**Artículo:**
Una frase, esta última, que refleja un esquema psicosocial que opera de manera recurrente con muchas víctimas de muy distinto tipo y condición; que además de haber sido objeto de algún tipo de violencia y a tenor de las creencias y actitudes sociales instaladas, les hacen sentirse culpables de la situación y, por ello, muchas veces, avergonzados de algo en lo que se les hace creer que han tenido una responsabilidad personal. Y esa vergüenza no solo les victimiza doblemente, sino que, además, al quedar en la esfera privada libra, en buena medida, a los victimarios de la vergüenza que solo a ellos les corresponde.
Traigo a colación estas ideas, y en particular la frase de la señora Gisèle, para trasponerla a un dominio que, en principio, puede parecer muy alejado de aquel donde surgió, pero que también está, a mi entender, en la esfera de las violencias; en este caso contra la infancia y la adolescencia. Porque conforme a lo que establece la Ley Orgánica de Protección Integral a la Infancia y a la Adolescencia frente a la violencia (LOPIVI,2021);
Art. 1.2. A los efectos de esta ley, se entiende por violencia toda acción, omisión o trato negligente que priva a las personas menores de edad de sus derechos y bienestar, que amenaza o interfiere su ordenado desarrollo físico, psíquico o social, con independencia de su forma y medio de comisión…
Me refiero como violencia a las situaciones de exclusión educativa que, cotidianamente, viven muchos estudiantes en centros escolares (desde la educación infantil hasta la universidad), y donde no parece importar su pesar y consecuencias para su desarrollo personal y social. En esas situaciones también opera el esquema de convertir a muchos niños, niñas, adolescentes y jóvenes -víctimas de un sistema educativo que se resiste a transformarse para ser más inclusivo-, en culpables de su segregación, marginación, maltrato, menosprecio y/o fracaso escolar, facetas, todas ellas, de esta especie de Hidra de Lerma que es la exclusión educativa.
En efecto y como bien sabemos (Echeita, 202411), las concepciones implícitas de muchos agentes educativos se encarnan en actitudes, políticas y prácticas que señalan con insistencia lo que les pasa a los alumnos (sus limitaciones, estado de salud, trastornos, procedencia, género u origen social, entre otras), como la explicación fundamental para: no poder compartir los mismos lugares donde están y se educan otros estudiantes (lo que conlleva la segregación física, esa que opera, por ejemplo, con el alumnado escolarizado en Centros de Educación Especial); o para estar escolarizado en centros con altas concentraciones de alumnado con similares características sociales a las propias (segregación económica/social; la que ocurre en guetos escolares como ocurre frecuentemente, por ejemplo, con el alumnado gitano); para resignarse benévolamente a su marginación o maltrato y mirar para otro lado mientras ocurre cotidianamente en pasillos, baños y patios, o para justificar sus suspensos y repeticiones de curso y con ello su fracaso o abandono escolar temprano.

**Datos proporcionados:**

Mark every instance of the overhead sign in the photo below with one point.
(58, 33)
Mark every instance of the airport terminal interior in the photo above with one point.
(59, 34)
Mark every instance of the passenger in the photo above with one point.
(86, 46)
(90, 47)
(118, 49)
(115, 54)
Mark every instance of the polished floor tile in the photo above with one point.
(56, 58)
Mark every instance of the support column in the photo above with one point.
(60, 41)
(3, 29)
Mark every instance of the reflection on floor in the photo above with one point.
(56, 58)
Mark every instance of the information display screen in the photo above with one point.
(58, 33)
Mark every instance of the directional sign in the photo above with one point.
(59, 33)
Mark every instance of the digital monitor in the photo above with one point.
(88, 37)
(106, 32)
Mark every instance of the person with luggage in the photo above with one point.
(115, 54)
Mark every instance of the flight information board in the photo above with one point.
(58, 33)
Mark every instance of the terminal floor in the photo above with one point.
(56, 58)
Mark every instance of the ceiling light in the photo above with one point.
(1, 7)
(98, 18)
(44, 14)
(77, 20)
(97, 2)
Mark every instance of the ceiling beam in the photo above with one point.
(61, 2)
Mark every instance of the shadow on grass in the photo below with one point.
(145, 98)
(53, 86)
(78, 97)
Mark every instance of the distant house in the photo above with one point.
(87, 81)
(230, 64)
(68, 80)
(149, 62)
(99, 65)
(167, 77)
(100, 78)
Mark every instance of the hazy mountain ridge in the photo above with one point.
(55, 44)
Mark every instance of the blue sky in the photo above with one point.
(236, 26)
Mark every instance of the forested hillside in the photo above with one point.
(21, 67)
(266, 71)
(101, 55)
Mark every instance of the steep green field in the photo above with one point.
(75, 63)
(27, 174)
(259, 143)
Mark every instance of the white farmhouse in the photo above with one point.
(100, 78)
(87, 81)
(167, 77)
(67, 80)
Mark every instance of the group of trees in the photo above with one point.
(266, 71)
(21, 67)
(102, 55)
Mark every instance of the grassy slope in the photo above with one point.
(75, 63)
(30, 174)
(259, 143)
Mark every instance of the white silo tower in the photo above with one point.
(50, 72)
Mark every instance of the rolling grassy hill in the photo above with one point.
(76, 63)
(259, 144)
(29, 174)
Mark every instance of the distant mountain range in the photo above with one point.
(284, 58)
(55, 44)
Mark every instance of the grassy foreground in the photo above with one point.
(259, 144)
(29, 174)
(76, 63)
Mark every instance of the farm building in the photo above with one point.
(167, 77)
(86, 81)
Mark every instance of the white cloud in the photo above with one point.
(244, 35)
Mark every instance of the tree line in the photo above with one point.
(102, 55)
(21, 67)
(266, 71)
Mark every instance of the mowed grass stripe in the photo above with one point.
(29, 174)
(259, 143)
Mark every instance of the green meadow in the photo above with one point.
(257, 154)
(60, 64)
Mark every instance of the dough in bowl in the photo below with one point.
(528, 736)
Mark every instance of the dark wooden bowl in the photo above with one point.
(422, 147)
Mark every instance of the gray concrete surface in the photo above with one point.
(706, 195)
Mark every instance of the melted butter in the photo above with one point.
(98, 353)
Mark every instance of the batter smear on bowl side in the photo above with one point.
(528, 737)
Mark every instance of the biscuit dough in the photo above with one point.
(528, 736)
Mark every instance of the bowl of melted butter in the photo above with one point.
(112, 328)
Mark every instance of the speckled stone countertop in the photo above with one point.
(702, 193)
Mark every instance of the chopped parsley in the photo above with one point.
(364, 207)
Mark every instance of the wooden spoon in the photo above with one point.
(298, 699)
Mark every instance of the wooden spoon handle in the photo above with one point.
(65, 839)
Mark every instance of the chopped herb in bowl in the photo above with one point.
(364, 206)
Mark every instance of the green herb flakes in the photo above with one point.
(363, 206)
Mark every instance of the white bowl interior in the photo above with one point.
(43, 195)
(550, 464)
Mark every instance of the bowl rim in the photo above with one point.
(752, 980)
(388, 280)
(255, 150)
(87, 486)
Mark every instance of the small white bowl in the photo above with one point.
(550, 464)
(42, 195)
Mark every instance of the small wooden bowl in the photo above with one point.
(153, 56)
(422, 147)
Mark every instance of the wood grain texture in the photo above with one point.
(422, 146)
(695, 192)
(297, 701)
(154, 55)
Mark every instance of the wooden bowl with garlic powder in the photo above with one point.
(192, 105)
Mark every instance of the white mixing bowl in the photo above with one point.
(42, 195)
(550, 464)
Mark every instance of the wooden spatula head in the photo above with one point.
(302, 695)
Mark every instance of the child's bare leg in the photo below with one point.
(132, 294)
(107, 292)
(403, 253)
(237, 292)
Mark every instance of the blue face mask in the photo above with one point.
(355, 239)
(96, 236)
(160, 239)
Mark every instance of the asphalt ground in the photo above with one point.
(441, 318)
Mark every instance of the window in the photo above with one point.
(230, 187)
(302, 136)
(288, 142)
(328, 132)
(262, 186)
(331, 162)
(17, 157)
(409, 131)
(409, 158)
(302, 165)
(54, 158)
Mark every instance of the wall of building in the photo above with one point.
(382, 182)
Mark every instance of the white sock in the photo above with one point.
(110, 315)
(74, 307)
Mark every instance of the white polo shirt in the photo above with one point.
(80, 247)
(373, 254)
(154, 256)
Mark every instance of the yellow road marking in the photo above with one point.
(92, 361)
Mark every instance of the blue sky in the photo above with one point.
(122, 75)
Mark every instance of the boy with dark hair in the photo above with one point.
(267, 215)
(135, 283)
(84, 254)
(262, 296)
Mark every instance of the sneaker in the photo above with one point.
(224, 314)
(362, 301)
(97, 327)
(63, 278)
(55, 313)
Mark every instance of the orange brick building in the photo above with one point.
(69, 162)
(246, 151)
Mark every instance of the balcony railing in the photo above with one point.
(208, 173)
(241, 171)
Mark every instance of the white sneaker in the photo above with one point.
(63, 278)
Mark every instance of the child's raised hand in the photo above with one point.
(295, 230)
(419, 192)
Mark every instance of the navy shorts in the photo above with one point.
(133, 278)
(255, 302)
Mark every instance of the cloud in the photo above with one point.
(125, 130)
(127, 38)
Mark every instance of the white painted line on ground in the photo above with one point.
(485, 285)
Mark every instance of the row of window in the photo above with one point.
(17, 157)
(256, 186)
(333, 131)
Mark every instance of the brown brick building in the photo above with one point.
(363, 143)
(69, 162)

**Lo que harás:**
1: Copia al pie de la letra el fragmento del artículo que va entre "Una frase, esta" y "ellos les corresponde.", ambos incluidos.
2: Devuelve cada línea del listado en la que aparezca la palabra "window".

**Soluciones a continuación:**
1:
Una frase, esta última, que refleja un esquema psicosocial que opera de manera recurrente con muchas víctimas de muy distinto tipo y condición; que además de haber sido objeto de algún tipo de violencia y a tenor de las creencias y actitudes sociales instaladas, les hacen sentirse culpables de la situación y, por ello, muchas veces, avergonzados de algo en lo que se les hace creer que han tenido una responsabilidad personal. Y esa vergüenza no solo les victimiza doblemente, sino que, además, al quedar en la esfera privada libra, en buena medida, a los victimarios de la vergüenza que solo a ellos les corresponde.

2:
Mark every instance of the window in the photo above with one point.
Mark every instance of the row of window in the photo above with one point.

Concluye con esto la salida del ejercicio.